Records excerpted from a collection
________________________________________
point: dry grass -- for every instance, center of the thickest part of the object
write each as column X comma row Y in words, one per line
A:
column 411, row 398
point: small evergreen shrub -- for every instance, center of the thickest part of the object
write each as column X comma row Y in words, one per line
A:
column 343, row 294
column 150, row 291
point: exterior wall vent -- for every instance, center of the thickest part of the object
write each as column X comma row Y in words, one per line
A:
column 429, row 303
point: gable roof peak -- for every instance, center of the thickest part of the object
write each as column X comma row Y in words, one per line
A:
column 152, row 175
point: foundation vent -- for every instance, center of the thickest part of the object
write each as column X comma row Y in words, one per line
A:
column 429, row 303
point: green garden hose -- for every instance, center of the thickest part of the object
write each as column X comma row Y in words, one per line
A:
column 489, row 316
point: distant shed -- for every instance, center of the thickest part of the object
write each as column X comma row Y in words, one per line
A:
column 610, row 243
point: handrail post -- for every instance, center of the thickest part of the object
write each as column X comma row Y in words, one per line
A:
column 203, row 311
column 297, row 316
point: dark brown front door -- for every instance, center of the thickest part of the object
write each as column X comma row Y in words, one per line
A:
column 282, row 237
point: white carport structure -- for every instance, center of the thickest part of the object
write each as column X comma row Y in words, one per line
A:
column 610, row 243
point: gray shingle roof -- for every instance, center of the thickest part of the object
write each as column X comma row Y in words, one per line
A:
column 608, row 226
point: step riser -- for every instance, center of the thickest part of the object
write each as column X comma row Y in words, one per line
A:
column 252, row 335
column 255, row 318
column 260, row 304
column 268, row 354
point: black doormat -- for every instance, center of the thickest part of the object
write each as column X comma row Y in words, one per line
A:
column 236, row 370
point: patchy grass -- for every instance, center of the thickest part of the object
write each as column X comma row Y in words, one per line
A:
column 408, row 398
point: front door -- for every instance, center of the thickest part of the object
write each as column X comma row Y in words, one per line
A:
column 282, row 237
________________________________________
### Problem details:
Return each line above exactly as it appears.

### Written reply:
point: dry grass -- for every instance, center of the thickest part of the object
write each as column X comma row Y in words, one per line
A:
column 411, row 398
point: small evergreen shrub -- for every instance, center of the thickest part of the object
write each as column X comma row Y in words, one per line
A:
column 343, row 294
column 150, row 291
point: exterior wall vent -- for every instance, center of the thickest part of the object
write each as column X comma row Y in words, one per line
A:
column 429, row 303
point: gable roof peak -- for every instance, center of the thickest part of the object
write each as column X comma row Y in words, one per line
A:
column 152, row 175
point: foundation vent -- for every instance, center of the thickest part of the object
write each as column X comma row Y in words, one per line
A:
column 429, row 303
point: green garden hose -- for every instance, center of the thickest part of the object
write each as column X comma row Y in words, one per line
A:
column 489, row 316
point: distant shed -- for every instance, center of the thickest part of the object
write each as column X comma row Y in words, one per line
A:
column 610, row 243
point: handrail post -- for every instance, center of the thickest part of the object
write each as column X comma row Y in words, one per line
A:
column 203, row 311
column 297, row 316
point: dark brown front door -- for every instance, center of the thickest part of the object
write each as column X comma row Y in words, one per line
A:
column 282, row 237
point: white carport structure -- for every instance, center of the thickest part of the object
write each as column X comma row Y in words, one per line
A:
column 610, row 243
point: gray shingle roof -- for every instance, center of the thickest part of the object
write each as column X comma row Y in words, one per line
A:
column 608, row 226
point: step riser -- for every instance, center of the thickest part of the object
write each as column X comma row Y in words, one per line
A:
column 252, row 335
column 255, row 318
column 260, row 304
column 268, row 354
point: black doormat -- for every instance, center of the thickest part of the object
write each as column X comma row Y in words, one per line
A:
column 236, row 370
point: patchy grass -- for every instance, center of the thickest part of the object
write each as column X comma row Y in words, one per line
A:
column 408, row 398
point: front door -- for every instance, center of the thickest part of the object
write each as column X comma row Y in words, one per line
A:
column 282, row 237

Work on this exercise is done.